Excerpted text =>
****************

MTA chairman Janno Lieber met with students after their tour and asked them to consider jobs in transit. (Evan Simko-Bednarski)
Evan Simko-Bednarski
MTA chairman Janno Lieber met with students after their tour and asked them to consider jobs in transit. (Evan Simko-Bednarski)

“We’re going down to the Track 100 shops,” Brian Phillips, the railroad’s deputy director for track repair, told the students as they stood under the painted constellations of the terminal’s main concourse.

The rooms along Track 100, Phillips explained, housed many of the workshops that keep Grand Central humming: locksmiths, machinists, metal shops, HVAC — “basically all your trades you need to keep this beautiful place functioning.”

After a brief safety briefing, the students split into smaller groups.

HVAC hopefuls headed to the sheet-metal shop where duct-work is made, while the electrically-minded headed down beneath the terminal to the service plant, where water and high pressure steam are sent around the building.

****************

Source data =>
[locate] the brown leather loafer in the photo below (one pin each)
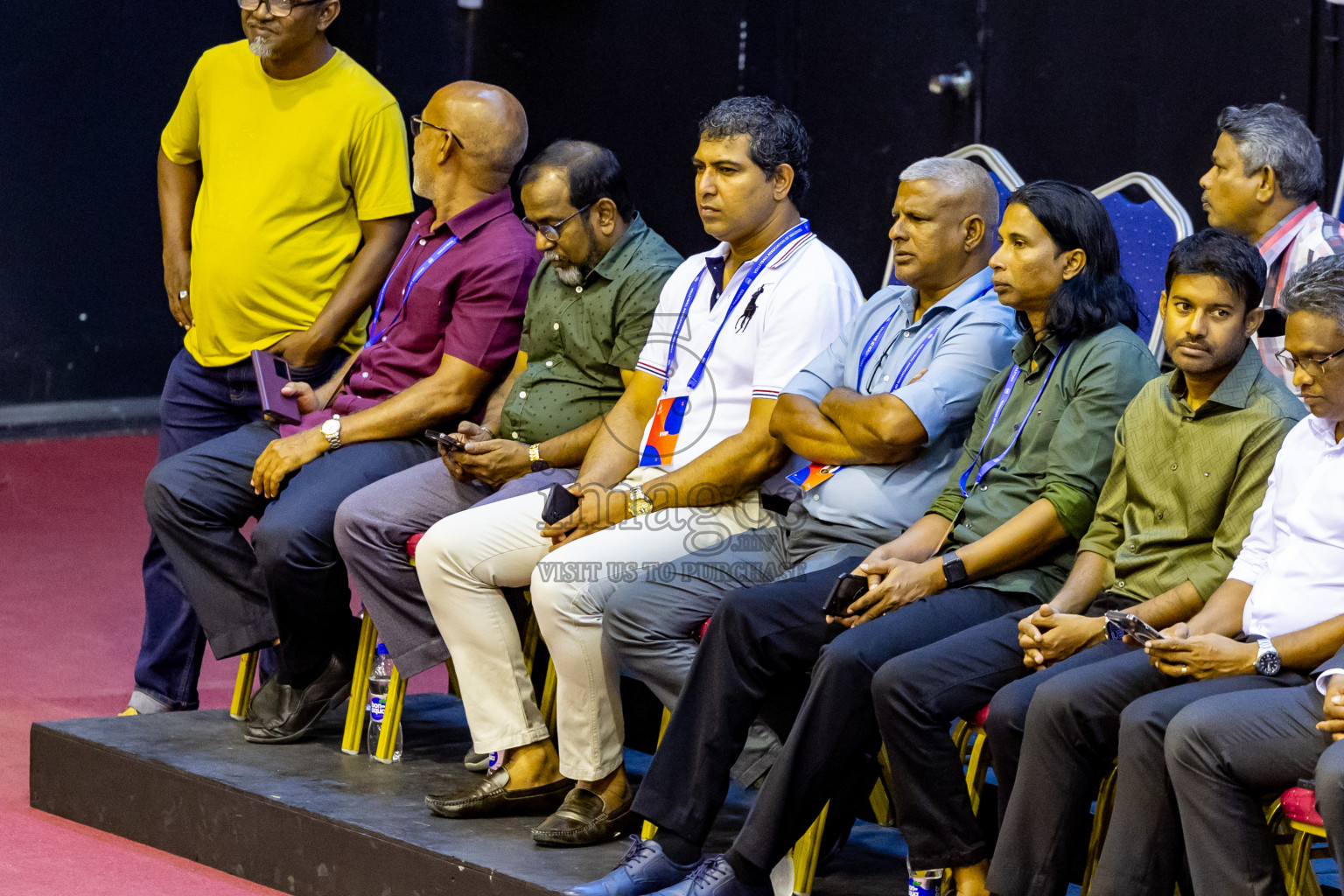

****************

Exercise task 1 => In the Grand Central tour excerpt, what is Brian Phillips's position at the railroad?
Exercise task 2 => Reproduce everything in the Grand Central tour excerpt from "The rooms along" down to "around the building.".

Result 1 => He is the railroad's deputy director for track repair.

Result 2 =>
The rooms along Track 100, Phillips explained, housed many of the workshops that keep Grand Central humming: locksmiths, machinists, metal shops, HVAC — “basically all your trades you need to keep this beautiful place functioning.”

After a brief safety briefing, the students split into smaller groups.

HVAC hopefuls headed to the sheet-metal shop where duct-work is made, while the electrically-minded headed down beneath the terminal to the service plant, where water and high pressure steam are sent around the building.